- **PROBLEM TO WORK ON**
Rescale the lines below, from the first one through the line containing "top-left (138, 5), bottom-right (334, 240)", and write every one of them out again in full. Multiply each coordinate in the answers by 1.45 and round to whole numbers, halves up, leaving the sample coordinates and all other text unchanged.

- **RECORDS SUPPLIED**

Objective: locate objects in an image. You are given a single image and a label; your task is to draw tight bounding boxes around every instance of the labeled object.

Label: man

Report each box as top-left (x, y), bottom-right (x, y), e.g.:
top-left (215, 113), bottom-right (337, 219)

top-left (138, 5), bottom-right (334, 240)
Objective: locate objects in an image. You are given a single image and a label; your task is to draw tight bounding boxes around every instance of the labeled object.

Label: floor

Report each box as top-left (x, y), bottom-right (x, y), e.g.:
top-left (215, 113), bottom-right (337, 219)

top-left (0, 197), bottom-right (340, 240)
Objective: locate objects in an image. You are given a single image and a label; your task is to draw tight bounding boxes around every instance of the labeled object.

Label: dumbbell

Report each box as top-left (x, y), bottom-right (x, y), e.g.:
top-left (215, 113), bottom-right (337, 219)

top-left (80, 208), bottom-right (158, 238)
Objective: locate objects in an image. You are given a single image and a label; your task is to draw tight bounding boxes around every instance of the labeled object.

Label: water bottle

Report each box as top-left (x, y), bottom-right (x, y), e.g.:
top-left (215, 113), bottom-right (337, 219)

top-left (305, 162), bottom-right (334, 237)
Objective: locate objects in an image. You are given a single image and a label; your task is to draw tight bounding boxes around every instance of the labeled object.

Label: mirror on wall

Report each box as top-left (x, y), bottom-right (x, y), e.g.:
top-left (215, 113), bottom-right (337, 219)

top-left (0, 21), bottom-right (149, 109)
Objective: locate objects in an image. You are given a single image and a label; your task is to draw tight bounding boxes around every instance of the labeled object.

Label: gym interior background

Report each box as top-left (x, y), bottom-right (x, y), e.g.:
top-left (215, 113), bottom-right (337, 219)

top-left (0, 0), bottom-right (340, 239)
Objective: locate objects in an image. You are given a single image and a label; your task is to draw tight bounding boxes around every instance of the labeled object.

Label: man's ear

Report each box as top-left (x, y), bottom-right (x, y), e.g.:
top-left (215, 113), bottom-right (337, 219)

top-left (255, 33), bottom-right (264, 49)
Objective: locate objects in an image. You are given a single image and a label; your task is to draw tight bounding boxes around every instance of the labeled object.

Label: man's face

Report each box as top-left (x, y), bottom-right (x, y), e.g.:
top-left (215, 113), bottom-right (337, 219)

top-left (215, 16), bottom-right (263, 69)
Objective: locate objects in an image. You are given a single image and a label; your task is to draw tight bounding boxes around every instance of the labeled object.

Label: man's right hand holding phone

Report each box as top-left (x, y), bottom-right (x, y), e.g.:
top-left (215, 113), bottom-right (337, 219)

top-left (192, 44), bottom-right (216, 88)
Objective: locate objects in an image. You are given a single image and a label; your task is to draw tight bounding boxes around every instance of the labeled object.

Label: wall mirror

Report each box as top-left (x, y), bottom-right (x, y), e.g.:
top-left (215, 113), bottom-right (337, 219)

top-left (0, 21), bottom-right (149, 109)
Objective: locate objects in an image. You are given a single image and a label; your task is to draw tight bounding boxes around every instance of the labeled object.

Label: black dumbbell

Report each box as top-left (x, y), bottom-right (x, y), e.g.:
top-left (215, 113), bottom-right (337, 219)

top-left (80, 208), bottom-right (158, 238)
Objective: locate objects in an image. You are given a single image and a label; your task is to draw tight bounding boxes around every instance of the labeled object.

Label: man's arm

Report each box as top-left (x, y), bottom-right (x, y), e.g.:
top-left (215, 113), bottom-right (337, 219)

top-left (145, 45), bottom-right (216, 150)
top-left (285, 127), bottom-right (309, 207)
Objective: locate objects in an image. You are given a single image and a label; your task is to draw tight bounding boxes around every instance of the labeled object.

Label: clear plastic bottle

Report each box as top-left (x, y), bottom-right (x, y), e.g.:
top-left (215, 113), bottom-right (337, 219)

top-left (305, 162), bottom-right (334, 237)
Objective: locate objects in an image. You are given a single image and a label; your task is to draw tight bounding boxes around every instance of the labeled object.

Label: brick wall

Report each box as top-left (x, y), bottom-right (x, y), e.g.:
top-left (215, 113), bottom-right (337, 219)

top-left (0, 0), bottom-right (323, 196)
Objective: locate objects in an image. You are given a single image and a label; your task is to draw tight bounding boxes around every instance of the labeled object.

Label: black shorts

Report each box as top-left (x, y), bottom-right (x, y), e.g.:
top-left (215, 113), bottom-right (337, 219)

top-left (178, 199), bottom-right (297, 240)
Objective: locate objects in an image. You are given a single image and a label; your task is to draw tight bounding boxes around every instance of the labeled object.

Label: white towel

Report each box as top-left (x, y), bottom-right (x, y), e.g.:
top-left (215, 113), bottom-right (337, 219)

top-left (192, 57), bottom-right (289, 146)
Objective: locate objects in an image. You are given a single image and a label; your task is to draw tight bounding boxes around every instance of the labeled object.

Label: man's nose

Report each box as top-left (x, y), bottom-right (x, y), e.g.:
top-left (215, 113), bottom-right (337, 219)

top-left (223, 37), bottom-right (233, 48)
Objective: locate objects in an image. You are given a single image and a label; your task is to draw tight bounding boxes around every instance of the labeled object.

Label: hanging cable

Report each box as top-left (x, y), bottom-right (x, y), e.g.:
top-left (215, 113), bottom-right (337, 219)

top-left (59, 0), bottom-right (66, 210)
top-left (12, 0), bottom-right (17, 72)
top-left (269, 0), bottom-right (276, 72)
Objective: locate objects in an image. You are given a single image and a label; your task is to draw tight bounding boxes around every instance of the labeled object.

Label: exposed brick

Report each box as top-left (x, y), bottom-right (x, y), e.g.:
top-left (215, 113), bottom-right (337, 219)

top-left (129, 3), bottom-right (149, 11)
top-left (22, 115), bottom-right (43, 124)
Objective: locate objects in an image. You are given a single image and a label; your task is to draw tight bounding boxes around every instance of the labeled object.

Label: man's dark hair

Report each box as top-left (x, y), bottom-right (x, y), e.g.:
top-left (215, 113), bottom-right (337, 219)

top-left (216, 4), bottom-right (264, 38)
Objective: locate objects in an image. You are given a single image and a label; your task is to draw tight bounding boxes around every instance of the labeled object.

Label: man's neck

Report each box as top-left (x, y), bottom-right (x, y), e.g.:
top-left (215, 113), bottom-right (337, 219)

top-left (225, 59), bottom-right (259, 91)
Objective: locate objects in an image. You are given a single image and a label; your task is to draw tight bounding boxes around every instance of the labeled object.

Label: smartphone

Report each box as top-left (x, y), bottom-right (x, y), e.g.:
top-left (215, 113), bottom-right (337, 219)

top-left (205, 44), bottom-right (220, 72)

- **ANSWER BELOW**
Objective: locate objects in an image. You are given a single image and a label; your task is to draw tight bounding boxes around every instance of the labeled object.

Label: man

Report each box as top-left (x, y), bottom-right (x, y), e.g.:
top-left (215, 113), bottom-right (337, 219)

top-left (200, 7), bottom-right (484, 348)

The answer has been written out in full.